(Location identification items)

####################

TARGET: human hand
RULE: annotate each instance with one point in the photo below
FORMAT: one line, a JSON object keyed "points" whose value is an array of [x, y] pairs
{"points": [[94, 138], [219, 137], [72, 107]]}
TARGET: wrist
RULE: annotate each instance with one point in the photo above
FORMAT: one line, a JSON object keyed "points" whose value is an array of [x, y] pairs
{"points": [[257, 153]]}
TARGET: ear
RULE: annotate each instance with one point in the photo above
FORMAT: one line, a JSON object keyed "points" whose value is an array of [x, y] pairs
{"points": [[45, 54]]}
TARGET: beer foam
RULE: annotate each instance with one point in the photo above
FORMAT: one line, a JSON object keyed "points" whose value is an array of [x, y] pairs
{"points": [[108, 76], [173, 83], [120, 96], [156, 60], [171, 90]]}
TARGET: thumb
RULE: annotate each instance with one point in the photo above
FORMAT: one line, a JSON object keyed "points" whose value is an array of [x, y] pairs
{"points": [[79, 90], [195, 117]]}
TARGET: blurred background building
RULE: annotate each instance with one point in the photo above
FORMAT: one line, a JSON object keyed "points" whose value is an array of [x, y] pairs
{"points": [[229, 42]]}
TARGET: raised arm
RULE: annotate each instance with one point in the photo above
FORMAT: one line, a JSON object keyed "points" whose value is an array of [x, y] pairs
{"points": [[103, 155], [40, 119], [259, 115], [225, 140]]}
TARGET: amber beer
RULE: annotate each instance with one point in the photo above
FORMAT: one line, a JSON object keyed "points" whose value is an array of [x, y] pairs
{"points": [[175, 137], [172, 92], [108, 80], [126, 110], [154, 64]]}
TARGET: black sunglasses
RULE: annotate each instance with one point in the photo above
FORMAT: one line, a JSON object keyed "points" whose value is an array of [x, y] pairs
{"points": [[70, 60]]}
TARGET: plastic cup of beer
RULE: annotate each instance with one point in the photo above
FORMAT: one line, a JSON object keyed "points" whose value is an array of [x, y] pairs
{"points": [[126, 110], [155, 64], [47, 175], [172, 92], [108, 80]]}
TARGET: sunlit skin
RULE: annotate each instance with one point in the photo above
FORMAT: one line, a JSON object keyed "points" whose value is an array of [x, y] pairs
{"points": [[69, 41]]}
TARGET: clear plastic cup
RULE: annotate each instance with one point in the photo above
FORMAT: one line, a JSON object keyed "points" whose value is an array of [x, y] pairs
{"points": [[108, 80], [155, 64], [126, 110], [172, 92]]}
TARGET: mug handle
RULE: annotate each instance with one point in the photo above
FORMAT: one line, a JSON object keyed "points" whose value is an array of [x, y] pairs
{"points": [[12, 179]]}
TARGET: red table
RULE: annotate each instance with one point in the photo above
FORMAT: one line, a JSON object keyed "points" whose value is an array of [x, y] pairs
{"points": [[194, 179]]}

####################

SHORT TASK: Rewrite all of the data above with every "annotate" changed to "mark" and nothing else altered.

WRITTEN REPLY:
TARGET: human hand
RULE: mark each instance with one point in the photo below
FORMAT: one line, a JSON object keyed "points" whose value is an array of [x, y] pairs
{"points": [[94, 138], [219, 137], [72, 107]]}
TARGET: wrist
RULE: mark each instance with one point in the photo above
FORMAT: one line, a JSON object keyed "points" whose value is an array of [x, y] pairs
{"points": [[257, 153]]}
TARGET: ear
RULE: mark each instance with one point in the photo above
FORMAT: one line, a JSON object keyed "points" whose value is an array of [x, y] pairs
{"points": [[45, 54]]}
TARGET: beer foam
RULE: mark each instance with one point in the photo above
FORMAT: one line, a JSON object keyed "points" whose value is an array of [x, y] pairs
{"points": [[108, 76], [173, 83], [120, 96], [156, 60], [171, 90]]}
TARGET: thumb
RULE: mark each instance with one point in the photo above
FORMAT: one line, a JSON object keyed "points" whose value is an array of [x, y] pairs
{"points": [[79, 90], [195, 117]]}
TARGET: blurred background building
RULE: mark each instance with one point in the photo above
FORMAT: one line, a JSON object keyed "points" whose value is an array of [x, y] pairs
{"points": [[229, 42]]}
TARGET: raised arm
RULE: mark each instance with one point in the photo above
FORMAT: one line, a JSON object keyed "points" whose value is an array of [x, y] pairs
{"points": [[103, 155], [40, 119], [259, 115], [225, 140]]}
TARGET: amber beer
RULE: mark each instance with one point in the photo above
FORMAT: one line, a JSON object keyed "points" whose value is an array of [x, y] pairs
{"points": [[175, 137], [172, 92], [108, 80], [126, 110], [154, 64]]}
TARGET: black sunglasses
RULE: mark each instance with one point in the photo above
FORMAT: one line, a JSON object keyed "points" whose value is an array of [x, y] pairs
{"points": [[70, 60]]}
TARGET: plastic cup of beer
RULE: mark each instance with one point in the photo above
FORMAT: one line, a JSON object keyed "points" whose value is an array of [x, y] pairs
{"points": [[126, 110], [155, 64], [47, 175], [172, 92], [108, 80]]}
TARGET: sunlit skin
RULE: mark each instance with one point in the photo above
FORMAT: one line, a JSON object keyed "points" whose value is an array of [x, y] pairs
{"points": [[69, 41]]}
TARGET: clear plastic cup
RULE: mark each instance with one point in the photo above
FORMAT: one line, a JSON object keyed "points" whose value is an array of [x, y] pairs
{"points": [[108, 80], [155, 64], [126, 110], [172, 92]]}
TARGET: mug handle
RULE: mark each instance with one point in the photo above
FORMAT: one line, a JSON object keyed "points" whose value is an array of [x, y] pairs
{"points": [[12, 179]]}
TARGET: red table
RULE: mark each instance with one point in the photo above
FORMAT: one line, a JSON object keyed "points" whose value is an array of [x, y] pairs
{"points": [[194, 179]]}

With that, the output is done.